**Instructions to follow:** Rewrite the records below with every "Practice" changed to "Exercise", leaving everything else untouched.

**Source records:**

════════════════════

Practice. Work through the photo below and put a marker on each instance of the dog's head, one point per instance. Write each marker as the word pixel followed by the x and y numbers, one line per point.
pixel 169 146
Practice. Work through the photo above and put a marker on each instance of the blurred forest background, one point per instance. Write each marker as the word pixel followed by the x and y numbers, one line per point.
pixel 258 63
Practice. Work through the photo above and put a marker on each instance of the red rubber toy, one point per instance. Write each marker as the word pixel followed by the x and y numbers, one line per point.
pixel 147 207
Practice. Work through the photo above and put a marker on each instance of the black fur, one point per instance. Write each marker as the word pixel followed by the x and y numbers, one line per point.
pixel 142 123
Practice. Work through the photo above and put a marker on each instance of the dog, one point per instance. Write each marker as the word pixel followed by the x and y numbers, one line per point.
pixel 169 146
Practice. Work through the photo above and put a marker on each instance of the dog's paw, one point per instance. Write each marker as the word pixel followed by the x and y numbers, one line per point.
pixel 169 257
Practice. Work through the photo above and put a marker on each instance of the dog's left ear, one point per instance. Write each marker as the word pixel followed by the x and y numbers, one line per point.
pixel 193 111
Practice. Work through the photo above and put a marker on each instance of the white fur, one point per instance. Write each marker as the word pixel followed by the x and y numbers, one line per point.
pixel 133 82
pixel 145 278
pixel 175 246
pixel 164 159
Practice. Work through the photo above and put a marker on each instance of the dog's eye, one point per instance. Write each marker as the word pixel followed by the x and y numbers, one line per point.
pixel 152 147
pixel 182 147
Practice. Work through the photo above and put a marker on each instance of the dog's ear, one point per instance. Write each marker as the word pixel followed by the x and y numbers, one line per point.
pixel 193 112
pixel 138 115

════════════════════

**Output:**
Exercise. Work through the photo below and put a marker on each instance of the dog's head, one point per instance. Write each marker as the word pixel followed by the x and y numbers, one line per point.
pixel 169 146
Exercise. Work through the photo above and put a marker on each instance of the blurred forest background, one point per instance. Write each marker as the word pixel followed by the x and y numbers, one line per point.
pixel 258 63
Exercise. Work through the photo above and put a marker on each instance of the red rubber toy, one point per instance. Write each marker as the word pixel followed by the x and y numbers, one line per point.
pixel 147 207
Exercise. Work through the photo above and put a marker on each instance of the black fur, one point per instance. Write each marker as the word pixel followed by the x and y numbers, one line per point.
pixel 142 123
Exercise. Work through the photo above and put a marker on each instance of the dog, one point per instance. Write each marker as the word pixel followed by the x and y numbers, one line per point.
pixel 169 146
Exercise. Work through the photo above and put a marker on each instance of the dog's paw, one point per instance. Write each marker as the word pixel followed by the x and y numbers, one line per point.
pixel 169 257
Exercise. Work through the photo above and put a marker on each instance of the dog's left ear, one point per instance. Write each marker as the word pixel followed by the x and y numbers, one line per point.
pixel 193 111
Exercise. Work through the photo above and put a marker on each instance of the white fur, one point per instance. Write each marker as the word pixel followed by the x and y numbers, one line per point.
pixel 133 82
pixel 145 278
pixel 175 246
pixel 164 159
Exercise. Work through the photo above and put a marker on each instance of the dog's eye, one point per instance. Write each marker as the word pixel followed by the x and y numbers, one line per point.
pixel 152 147
pixel 182 147
Exercise. Work through the photo above and put a marker on each instance of the dog's ear, one point per instance. Write each marker as the word pixel followed by the x and y numbers, one line per point.
pixel 193 112
pixel 138 115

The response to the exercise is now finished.